***** Data section *****

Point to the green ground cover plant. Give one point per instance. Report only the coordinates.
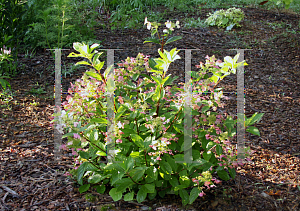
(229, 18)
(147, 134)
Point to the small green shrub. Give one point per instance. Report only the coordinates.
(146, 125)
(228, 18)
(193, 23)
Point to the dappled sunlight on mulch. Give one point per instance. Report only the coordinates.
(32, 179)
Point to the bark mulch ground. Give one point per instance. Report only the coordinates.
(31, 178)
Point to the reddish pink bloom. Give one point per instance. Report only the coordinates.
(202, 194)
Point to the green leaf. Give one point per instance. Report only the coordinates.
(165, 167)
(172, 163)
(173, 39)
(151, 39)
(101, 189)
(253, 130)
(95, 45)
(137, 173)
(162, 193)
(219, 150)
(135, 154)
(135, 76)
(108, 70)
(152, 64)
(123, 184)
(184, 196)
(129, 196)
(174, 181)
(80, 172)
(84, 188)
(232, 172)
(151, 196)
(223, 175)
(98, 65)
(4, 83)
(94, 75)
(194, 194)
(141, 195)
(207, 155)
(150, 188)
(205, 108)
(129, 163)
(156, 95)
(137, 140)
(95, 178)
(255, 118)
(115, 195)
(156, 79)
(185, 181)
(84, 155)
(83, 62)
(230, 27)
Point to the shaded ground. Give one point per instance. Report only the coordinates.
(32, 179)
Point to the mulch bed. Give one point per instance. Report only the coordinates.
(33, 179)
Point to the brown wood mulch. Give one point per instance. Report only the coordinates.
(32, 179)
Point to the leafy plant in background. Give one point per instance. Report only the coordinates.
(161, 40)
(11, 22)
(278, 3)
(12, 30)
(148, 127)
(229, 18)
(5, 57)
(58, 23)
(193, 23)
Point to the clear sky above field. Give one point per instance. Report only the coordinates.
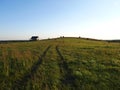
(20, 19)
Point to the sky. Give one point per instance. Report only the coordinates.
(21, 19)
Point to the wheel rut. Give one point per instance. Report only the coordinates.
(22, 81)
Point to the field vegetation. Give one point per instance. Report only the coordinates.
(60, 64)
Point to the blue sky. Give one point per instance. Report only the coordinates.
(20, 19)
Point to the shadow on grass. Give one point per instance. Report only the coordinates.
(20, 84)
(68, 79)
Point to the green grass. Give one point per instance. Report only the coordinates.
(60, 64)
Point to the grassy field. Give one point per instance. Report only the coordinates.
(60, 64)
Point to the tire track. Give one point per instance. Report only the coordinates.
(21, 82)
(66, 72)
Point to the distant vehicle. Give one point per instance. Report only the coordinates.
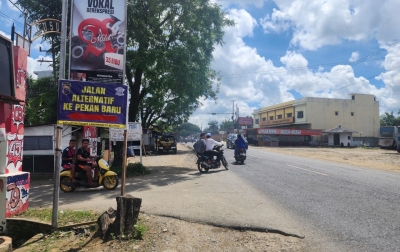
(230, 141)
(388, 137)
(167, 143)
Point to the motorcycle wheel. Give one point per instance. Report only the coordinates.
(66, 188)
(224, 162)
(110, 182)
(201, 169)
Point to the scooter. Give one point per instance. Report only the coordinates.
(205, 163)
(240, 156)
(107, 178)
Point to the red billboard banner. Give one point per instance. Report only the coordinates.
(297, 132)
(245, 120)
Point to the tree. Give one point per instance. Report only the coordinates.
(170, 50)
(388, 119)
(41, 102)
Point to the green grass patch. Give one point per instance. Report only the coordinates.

*****

§ **Your assignment**
Return nothing except the lines from the one containing "Point to the tire" through the final line of the data, copied exactly. Leave out all pictures.

§ **Reply**
Point to the tire track. Give one point per instance. Report only the coordinates.
(21, 82)
(66, 72)
Point to the distant vehicle. Give one point per instance. Report only the coordinates.
(230, 141)
(388, 137)
(167, 143)
Point to the motorcycle wheel. Give one point per instance. Report only the coordinates.
(66, 188)
(224, 162)
(110, 182)
(201, 169)
Point to the scooter. Give one point per instance. Report only the coordinates.
(205, 163)
(240, 156)
(107, 178)
Point to the red billboard banner. Give one point per instance. Report only the coordinates.
(297, 132)
(245, 120)
Point to the tree. Give one point per instance. Report only the coordinates.
(170, 50)
(388, 119)
(41, 102)
Point to the green grass patch. Give one point per instance. Report only the coordinates.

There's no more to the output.